▶ [TO BE DONE]: Please print every line from the one containing "The component shall mark a point on the thin" through the last line of the records below, exactly as written and nothing more.

▶ [RECORDS FOR PROCESSING]:

+ + +

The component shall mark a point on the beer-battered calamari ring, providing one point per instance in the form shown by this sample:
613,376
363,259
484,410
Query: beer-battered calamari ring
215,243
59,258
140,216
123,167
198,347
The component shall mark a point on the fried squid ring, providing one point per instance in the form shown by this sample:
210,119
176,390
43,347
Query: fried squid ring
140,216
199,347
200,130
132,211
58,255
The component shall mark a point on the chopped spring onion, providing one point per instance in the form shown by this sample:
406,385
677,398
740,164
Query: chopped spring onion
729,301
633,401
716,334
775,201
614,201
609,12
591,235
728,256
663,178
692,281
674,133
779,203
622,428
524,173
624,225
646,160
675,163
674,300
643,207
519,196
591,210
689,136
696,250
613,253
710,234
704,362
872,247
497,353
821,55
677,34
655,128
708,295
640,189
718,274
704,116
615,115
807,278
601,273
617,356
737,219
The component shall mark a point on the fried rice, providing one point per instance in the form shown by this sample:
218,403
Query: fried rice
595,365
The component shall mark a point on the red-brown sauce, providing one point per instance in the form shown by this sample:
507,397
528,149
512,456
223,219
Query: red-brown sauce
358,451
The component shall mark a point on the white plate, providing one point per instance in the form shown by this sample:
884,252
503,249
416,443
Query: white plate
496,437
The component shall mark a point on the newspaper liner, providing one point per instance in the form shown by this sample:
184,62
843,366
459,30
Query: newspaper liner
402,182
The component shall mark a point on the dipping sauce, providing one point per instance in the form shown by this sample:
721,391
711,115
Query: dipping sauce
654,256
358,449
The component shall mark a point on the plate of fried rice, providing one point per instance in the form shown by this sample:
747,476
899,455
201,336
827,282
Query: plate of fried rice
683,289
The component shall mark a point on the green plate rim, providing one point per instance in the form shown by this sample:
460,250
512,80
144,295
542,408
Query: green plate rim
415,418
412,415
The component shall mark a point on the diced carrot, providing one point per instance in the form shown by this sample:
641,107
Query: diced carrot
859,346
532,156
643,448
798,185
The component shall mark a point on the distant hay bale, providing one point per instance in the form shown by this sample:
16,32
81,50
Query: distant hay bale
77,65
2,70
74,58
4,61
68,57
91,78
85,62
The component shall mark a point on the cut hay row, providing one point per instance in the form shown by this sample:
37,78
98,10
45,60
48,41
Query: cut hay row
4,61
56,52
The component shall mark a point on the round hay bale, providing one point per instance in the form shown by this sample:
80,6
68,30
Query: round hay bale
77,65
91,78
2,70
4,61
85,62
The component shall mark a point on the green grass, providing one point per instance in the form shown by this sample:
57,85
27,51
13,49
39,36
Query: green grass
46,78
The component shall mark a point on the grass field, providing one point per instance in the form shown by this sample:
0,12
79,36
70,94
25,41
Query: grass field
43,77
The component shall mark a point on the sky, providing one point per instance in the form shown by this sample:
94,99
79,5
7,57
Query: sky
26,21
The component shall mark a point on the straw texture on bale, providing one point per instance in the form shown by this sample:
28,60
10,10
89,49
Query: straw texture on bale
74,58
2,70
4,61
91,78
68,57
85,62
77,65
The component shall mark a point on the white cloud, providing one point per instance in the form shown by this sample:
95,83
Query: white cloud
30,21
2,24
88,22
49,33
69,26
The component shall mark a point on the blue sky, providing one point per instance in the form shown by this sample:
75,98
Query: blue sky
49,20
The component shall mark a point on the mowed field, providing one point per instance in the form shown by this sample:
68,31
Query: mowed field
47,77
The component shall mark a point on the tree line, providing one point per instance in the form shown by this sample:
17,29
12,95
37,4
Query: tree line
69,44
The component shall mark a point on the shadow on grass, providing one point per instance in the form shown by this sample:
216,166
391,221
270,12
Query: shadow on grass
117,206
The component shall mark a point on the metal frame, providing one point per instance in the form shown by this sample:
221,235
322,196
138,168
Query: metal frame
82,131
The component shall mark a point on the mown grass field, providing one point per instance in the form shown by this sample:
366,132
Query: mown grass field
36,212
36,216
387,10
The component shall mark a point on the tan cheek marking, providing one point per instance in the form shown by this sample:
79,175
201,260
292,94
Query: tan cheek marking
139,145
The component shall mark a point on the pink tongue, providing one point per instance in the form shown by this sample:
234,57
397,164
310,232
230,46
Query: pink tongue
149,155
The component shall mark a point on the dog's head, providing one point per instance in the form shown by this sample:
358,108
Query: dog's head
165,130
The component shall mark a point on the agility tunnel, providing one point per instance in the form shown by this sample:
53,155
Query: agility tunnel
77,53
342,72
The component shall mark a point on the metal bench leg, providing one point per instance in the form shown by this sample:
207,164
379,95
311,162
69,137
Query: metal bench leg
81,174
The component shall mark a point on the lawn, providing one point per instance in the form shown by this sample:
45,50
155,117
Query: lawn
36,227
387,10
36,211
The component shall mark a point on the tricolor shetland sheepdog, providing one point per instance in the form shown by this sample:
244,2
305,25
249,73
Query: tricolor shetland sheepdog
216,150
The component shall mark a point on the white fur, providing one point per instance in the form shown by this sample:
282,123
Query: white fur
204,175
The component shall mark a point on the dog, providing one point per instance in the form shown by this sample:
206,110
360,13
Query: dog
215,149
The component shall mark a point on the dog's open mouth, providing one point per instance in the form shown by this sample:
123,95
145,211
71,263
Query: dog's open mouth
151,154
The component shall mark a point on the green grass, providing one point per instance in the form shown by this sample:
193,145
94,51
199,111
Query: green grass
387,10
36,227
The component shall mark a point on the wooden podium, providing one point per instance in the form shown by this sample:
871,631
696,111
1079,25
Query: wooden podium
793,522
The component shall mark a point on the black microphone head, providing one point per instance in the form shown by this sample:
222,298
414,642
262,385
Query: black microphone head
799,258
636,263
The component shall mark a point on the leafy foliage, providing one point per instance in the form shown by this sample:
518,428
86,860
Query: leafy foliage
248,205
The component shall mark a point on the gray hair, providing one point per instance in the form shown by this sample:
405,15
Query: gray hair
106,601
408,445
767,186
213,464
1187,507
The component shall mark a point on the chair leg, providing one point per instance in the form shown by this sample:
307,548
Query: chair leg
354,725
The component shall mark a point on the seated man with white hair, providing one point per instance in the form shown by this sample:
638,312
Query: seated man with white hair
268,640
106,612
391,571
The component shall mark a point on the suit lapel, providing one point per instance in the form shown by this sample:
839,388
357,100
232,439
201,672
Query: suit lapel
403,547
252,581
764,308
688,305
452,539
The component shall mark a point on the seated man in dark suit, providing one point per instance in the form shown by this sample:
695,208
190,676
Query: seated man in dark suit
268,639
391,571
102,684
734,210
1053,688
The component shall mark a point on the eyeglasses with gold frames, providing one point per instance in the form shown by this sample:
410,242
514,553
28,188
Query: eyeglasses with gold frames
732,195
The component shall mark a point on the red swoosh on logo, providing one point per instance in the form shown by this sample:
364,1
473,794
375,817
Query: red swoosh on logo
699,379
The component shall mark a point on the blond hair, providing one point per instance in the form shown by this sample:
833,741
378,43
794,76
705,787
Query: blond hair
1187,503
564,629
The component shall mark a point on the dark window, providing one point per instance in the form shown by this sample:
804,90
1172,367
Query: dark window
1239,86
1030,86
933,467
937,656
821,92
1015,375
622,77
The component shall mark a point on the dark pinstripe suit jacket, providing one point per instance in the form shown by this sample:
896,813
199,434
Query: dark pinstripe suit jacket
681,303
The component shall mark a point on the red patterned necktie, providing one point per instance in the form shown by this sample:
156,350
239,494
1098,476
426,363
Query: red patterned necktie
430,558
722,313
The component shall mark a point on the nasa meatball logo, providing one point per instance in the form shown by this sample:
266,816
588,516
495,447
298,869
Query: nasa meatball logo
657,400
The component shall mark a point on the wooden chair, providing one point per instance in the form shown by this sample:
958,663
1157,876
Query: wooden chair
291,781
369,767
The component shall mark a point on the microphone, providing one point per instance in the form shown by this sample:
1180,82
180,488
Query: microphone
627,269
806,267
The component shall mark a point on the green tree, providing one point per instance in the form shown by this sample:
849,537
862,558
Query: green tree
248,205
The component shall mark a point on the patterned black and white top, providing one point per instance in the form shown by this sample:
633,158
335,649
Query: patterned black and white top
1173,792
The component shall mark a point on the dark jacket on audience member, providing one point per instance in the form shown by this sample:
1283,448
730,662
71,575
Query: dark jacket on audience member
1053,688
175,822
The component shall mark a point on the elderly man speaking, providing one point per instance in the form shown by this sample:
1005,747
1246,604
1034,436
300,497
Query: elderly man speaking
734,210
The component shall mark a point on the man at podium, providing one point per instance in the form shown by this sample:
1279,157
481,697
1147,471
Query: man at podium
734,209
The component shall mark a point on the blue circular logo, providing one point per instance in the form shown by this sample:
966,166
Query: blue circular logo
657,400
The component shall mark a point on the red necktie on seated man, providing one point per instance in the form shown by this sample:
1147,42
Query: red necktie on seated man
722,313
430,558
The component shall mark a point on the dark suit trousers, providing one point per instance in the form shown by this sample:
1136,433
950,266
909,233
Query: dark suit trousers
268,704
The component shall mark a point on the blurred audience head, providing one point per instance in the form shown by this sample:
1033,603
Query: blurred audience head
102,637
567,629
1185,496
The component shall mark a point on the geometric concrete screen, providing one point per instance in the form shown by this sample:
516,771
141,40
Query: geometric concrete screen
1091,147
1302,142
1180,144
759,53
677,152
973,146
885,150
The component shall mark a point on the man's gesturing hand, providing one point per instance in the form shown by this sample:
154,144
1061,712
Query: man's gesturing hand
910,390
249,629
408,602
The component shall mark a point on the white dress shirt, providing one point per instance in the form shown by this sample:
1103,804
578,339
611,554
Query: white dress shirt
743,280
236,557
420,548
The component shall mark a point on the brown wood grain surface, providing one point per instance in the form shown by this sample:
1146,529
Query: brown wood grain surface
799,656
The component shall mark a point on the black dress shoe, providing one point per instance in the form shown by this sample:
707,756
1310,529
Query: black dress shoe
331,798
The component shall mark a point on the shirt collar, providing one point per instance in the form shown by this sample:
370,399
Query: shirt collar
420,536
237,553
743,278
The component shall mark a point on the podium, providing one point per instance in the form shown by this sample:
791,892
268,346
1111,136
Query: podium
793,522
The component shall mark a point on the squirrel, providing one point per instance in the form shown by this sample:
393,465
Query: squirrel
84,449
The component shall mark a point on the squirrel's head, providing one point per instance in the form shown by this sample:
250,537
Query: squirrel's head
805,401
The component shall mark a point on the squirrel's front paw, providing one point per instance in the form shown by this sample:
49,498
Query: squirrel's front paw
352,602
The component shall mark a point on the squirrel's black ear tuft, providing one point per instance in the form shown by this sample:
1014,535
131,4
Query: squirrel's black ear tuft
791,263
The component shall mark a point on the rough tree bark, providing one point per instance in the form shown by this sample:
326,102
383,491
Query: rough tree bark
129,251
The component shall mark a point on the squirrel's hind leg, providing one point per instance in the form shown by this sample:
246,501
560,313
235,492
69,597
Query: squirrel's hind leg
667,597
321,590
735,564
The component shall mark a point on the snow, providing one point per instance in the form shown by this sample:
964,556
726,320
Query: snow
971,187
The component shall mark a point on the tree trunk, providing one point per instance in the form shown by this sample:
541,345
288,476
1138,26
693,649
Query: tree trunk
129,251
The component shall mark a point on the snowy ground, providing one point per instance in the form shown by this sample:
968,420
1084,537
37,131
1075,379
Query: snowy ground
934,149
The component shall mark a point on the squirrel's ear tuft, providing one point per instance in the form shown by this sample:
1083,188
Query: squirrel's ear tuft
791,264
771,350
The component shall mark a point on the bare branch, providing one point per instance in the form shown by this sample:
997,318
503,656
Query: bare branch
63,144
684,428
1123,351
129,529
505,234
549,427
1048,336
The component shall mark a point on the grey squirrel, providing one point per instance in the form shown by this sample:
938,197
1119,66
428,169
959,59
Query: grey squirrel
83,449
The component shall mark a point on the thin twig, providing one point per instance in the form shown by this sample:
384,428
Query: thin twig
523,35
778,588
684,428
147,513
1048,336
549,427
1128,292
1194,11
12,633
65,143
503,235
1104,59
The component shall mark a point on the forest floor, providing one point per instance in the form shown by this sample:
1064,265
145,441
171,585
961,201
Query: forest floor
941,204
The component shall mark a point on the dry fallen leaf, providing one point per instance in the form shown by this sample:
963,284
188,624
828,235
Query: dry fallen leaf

+ + +

▶ [RIGHT ANSWER]:
The component shall mark a point on the thin twig, providing one point per instance in the form shown by this sample:
384,428
Query: thin twig
523,35
778,588
684,428
147,513
1048,336
549,427
1128,292
1194,11
12,633
65,143
503,235
1104,59
The component shall mark a point on the forest floor, providing one point per instance in the form shown by this sample:
1064,265
145,441
171,585
961,201
Query: forest floor
941,204
The component shall mark a point on the dry fallen leaf, providing one point per instance in the form shown by this sample:
963,284
188,624
828,235
Query: dry fallen leaf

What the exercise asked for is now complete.